> **Selected extract**:
::::::::::

Princess Anne, the Duke’s only daughter, looked noticeably and understandably sorrowful. I couldn’t help but think of my own Father’s funeral, how I felt that he had gone too soon, Prince Philip by contrast had had a very long life. However, my Father’s very private funeral service was thronging with people; standing room only in the chapel. Having been head of the ICU at the county hospital, he touched many people’s lives and I have never seen so many doctors gathered in one place all emotional, some in tears. As is custom in the Buddhist tradition the family wore white. Due to Covid Prince Philip’s service was limited to 30, wearing black, their faces masked. I thought of the huge number of funerals taking place across India at cemeteries and crematoriums – preventable deaths, lives cut short, in sharp contrast to the pageantry on display.

::::::::::

> **Dataset content**:
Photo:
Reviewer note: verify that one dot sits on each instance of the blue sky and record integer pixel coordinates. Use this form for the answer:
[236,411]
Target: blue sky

::::::::::

> **Requirement**: Translate this sentence from the funeral reflection into Spanish: "As is custom in the Buddhist tradition the family wore white."

> **Task solution**: Como es costumbre en la tradición budista, la familia vistió de blanco.